_Source extract_:
···

English musician (born 1956)

Kirk Brandon (born 3 August 1956) is an English musician best known as the leader of the bands Theatre of Hate and Spear of Destiny.

==Musical career==
Brandon's music career started in 1978, in Clapham, south London, with the formation of punk group The Pack, in which he was the singer and songwriter.

The Pack consisted of Brandon, Scottish-born drummer Rab Fae Beith and two Canadian brothers, Simon and Jon Werner on guitars. The last live gig by The Pack took place at the 101 club in Clapham.

Brandon then formed the post punk new wave band Theatre of Hate in 1980 recruiting Stan Stammers, previously of The Straps, on bass guitar, Nigel Preston on drums, Billy Duffy on guitar and John 'Boy' Lennard on saxophone. Theatre of Hate had their largest hit from the Westworld album with the single "Do You Believe in the Westworld?", which achieved number 40 in the UK Singles Chart in January 1982, while the album rose to number 17 in the UK Albums Chart in March 1982.

···

_Dataset records_:
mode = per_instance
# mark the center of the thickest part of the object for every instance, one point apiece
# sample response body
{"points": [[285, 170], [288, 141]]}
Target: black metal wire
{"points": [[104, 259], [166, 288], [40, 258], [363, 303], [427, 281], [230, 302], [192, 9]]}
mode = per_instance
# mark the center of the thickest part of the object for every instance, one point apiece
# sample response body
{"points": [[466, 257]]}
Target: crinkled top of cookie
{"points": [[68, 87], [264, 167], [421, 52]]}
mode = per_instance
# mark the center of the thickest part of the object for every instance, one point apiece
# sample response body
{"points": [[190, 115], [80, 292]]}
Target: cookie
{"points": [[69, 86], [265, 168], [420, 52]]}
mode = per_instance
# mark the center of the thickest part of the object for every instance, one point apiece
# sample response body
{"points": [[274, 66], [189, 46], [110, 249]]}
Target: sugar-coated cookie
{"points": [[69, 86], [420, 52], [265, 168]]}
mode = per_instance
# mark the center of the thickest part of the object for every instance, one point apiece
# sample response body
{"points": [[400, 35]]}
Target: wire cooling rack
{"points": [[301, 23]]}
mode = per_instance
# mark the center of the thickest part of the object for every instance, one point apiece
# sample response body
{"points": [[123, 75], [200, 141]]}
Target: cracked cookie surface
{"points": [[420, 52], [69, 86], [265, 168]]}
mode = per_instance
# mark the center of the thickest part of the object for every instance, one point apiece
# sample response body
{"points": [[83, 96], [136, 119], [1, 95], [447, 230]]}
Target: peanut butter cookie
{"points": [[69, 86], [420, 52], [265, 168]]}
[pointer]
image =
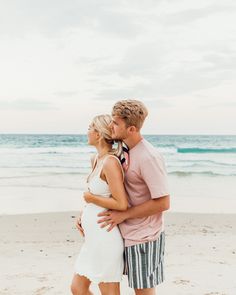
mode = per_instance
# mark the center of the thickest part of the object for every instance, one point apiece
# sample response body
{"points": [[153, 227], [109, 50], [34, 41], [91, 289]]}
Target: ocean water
{"points": [[60, 163]]}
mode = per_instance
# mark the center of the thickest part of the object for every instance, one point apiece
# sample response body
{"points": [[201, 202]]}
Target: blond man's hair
{"points": [[133, 112]]}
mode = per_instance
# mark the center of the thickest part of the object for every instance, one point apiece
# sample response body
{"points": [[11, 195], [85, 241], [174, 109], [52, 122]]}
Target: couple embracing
{"points": [[126, 196]]}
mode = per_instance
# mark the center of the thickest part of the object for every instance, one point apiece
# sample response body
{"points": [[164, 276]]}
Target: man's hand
{"points": [[111, 218], [79, 226], [88, 197]]}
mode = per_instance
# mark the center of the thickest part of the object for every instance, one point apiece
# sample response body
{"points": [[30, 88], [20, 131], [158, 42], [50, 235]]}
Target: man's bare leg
{"points": [[80, 285]]}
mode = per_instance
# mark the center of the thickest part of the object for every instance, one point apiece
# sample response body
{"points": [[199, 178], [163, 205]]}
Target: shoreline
{"points": [[38, 252]]}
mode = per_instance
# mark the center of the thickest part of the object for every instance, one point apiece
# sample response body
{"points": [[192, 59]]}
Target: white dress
{"points": [[101, 256]]}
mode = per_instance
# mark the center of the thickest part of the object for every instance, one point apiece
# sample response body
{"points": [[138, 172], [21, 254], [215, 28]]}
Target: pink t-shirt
{"points": [[145, 179]]}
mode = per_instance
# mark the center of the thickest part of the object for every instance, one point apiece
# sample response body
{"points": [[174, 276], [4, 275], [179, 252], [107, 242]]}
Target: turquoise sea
{"points": [[46, 166]]}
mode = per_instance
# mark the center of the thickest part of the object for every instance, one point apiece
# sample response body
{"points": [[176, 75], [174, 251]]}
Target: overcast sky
{"points": [[64, 61]]}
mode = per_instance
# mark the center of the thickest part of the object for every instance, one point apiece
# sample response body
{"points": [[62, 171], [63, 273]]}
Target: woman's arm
{"points": [[114, 176]]}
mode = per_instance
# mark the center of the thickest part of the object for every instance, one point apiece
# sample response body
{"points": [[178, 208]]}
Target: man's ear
{"points": [[132, 129]]}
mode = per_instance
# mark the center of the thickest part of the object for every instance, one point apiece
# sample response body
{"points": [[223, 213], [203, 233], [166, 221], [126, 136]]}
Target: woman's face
{"points": [[92, 135]]}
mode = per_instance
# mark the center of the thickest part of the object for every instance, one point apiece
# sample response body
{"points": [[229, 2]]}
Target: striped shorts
{"points": [[145, 263]]}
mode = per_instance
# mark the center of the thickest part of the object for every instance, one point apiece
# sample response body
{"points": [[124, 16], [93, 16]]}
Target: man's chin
{"points": [[114, 137]]}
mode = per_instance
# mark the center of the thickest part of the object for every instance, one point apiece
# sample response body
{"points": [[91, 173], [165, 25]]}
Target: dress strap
{"points": [[118, 162]]}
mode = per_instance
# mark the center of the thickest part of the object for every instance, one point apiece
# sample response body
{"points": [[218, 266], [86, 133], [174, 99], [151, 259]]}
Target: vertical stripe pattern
{"points": [[145, 263]]}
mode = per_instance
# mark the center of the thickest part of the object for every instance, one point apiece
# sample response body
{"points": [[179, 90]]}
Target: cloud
{"points": [[54, 17], [27, 104], [192, 15]]}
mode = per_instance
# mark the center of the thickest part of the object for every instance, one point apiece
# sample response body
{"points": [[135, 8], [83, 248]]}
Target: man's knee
{"points": [[78, 290]]}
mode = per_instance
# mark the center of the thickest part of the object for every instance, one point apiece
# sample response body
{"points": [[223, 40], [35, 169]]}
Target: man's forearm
{"points": [[148, 208]]}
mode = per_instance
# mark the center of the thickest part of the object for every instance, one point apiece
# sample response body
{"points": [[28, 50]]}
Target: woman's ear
{"points": [[132, 129]]}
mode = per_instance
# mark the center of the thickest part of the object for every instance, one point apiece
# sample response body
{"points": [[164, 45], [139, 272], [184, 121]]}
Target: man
{"points": [[146, 184]]}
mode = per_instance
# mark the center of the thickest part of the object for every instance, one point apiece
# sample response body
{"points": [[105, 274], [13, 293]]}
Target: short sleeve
{"points": [[154, 174]]}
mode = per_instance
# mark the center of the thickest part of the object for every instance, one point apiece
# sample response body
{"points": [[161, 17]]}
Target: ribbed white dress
{"points": [[101, 255]]}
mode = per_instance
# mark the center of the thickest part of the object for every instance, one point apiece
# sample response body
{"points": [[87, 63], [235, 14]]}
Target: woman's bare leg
{"points": [[80, 285], [109, 288]]}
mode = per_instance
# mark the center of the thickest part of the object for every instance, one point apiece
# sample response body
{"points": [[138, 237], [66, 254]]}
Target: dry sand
{"points": [[38, 251]]}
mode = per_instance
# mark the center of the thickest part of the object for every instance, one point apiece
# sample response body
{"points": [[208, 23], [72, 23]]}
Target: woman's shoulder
{"points": [[111, 161]]}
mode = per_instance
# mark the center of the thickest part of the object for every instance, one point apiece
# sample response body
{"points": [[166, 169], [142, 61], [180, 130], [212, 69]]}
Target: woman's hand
{"points": [[88, 197], [79, 226]]}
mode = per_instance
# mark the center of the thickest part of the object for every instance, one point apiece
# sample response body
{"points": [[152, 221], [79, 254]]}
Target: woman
{"points": [[101, 257]]}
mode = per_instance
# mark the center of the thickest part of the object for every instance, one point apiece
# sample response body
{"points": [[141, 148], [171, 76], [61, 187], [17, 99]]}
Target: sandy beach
{"points": [[38, 251]]}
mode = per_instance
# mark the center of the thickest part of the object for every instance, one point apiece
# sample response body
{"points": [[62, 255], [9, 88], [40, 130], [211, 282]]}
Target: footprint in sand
{"points": [[43, 290], [214, 293], [181, 282]]}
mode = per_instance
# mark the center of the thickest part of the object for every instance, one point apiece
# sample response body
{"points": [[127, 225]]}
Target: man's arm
{"points": [[148, 208]]}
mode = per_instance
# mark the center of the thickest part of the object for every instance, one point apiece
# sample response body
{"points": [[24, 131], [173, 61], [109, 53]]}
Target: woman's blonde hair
{"points": [[101, 124]]}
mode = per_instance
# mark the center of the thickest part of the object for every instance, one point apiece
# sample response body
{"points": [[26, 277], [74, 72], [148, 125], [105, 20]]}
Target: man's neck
{"points": [[132, 142]]}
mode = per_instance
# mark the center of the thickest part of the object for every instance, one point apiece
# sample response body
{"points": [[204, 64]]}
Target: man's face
{"points": [[119, 129]]}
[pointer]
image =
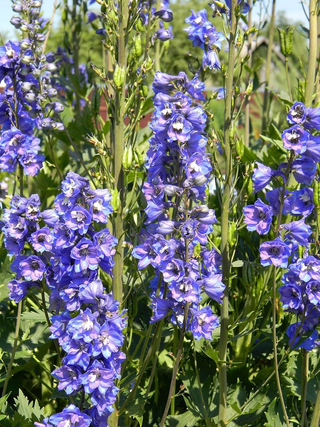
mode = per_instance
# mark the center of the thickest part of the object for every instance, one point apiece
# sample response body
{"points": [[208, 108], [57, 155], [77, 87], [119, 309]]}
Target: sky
{"points": [[292, 8]]}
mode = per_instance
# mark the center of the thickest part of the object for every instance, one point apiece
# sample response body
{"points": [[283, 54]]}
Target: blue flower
{"points": [[258, 217], [274, 252]]}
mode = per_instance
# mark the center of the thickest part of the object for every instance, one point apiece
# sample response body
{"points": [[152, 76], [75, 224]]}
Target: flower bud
{"points": [[200, 179], [119, 76], [26, 59], [17, 8], [58, 107], [172, 190], [16, 21], [127, 157], [57, 126], [52, 92], [50, 67], [166, 227], [26, 86], [30, 97], [25, 44]]}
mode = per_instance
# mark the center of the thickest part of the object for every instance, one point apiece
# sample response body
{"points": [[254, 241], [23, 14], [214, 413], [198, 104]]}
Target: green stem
{"points": [[275, 346], [119, 137], [175, 366], [268, 67], [16, 333], [313, 37], [274, 296], [304, 382], [288, 80], [14, 349], [225, 221], [207, 418], [317, 90], [247, 100], [316, 412]]}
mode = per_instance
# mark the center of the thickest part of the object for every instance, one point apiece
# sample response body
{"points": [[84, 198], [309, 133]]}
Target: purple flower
{"points": [[70, 416], [274, 252], [97, 377], [203, 323], [297, 113], [299, 231], [258, 217], [295, 138], [68, 377], [78, 219], [304, 170], [290, 296], [84, 326], [262, 176], [108, 341], [18, 289], [295, 333], [301, 202], [41, 240], [32, 268], [86, 255], [313, 292]]}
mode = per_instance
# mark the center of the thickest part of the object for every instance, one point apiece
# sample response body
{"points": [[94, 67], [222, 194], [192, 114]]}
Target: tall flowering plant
{"points": [[178, 221], [64, 256]]}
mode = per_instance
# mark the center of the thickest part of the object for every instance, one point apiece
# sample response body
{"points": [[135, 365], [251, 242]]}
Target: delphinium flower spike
{"points": [[63, 250], [299, 293], [178, 220], [27, 101]]}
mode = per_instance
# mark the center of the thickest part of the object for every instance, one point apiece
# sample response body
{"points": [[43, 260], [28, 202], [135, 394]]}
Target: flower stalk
{"points": [[225, 220], [118, 150], [266, 105], [312, 62]]}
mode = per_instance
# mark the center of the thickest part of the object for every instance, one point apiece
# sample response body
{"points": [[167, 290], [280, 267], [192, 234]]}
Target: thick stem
{"points": [[14, 349], [275, 347], [16, 333], [317, 90], [316, 412], [118, 152], [288, 80], [265, 108], [274, 298], [176, 366], [225, 221], [304, 382], [118, 146], [313, 37]]}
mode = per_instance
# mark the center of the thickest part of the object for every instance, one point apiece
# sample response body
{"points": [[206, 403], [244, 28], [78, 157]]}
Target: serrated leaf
{"points": [[3, 400], [23, 406], [185, 420], [27, 410], [277, 143], [272, 416]]}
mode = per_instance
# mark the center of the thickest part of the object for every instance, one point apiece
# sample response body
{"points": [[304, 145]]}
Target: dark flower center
{"points": [[274, 251], [84, 251], [35, 265]]}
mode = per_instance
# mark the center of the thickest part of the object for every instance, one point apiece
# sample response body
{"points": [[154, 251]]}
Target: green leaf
{"points": [[3, 400], [184, 420], [273, 416], [276, 142], [23, 407], [238, 263], [27, 410]]}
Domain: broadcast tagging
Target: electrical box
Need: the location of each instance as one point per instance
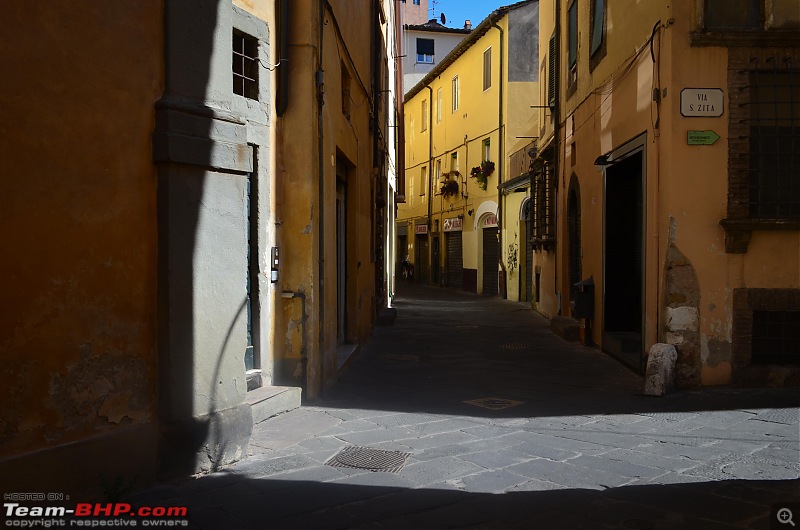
(275, 263)
(582, 304)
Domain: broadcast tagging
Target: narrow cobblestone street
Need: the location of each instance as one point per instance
(566, 438)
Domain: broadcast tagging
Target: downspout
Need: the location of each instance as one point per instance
(556, 138)
(430, 177)
(283, 74)
(320, 79)
(502, 155)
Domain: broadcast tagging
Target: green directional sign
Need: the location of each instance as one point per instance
(701, 137)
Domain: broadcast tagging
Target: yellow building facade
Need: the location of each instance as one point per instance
(461, 121)
(670, 178)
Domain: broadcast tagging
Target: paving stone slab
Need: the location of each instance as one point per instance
(438, 470)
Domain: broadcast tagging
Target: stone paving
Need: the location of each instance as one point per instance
(579, 447)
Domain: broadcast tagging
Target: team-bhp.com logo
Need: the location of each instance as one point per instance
(93, 515)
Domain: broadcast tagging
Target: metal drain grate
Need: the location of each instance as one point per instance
(401, 357)
(514, 346)
(494, 403)
(369, 459)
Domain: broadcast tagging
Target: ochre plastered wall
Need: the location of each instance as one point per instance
(78, 226)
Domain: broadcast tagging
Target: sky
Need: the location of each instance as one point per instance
(457, 11)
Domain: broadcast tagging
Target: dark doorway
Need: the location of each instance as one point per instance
(421, 261)
(624, 261)
(574, 237)
(455, 260)
(435, 260)
(491, 256)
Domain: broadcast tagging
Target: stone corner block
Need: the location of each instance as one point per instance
(660, 374)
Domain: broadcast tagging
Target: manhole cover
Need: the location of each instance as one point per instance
(401, 357)
(369, 459)
(494, 403)
(514, 346)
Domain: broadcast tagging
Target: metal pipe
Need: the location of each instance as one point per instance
(502, 157)
(321, 192)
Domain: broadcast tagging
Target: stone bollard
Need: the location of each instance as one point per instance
(660, 376)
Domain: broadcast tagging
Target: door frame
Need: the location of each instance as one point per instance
(627, 150)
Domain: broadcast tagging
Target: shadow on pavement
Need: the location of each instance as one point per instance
(230, 501)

···

_Task description_: Turn the paragraph of the Kirk Brandon biography that begins "Brandon then formed the post punk new wave band" into a short bulleted list that keeps its main facts.

_Output for this task_:
- In 1980 Brandon formed the post punk new wave band Theatre of Hate.
- The lineup was Stan Stammers (formerly of The Straps) on bass guitar, Nigel Preston on drums, Billy Duffy on guitar and John 'Boy' Lennard on saxophone.
- Their largest hit was the single "Do You Believe in the Westworld?" from the Westworld album. It reached number 40 in the UK Singles Chart in January 1982.
- The Westworld album reached number 17 in the UK Albums Chart in March 1982.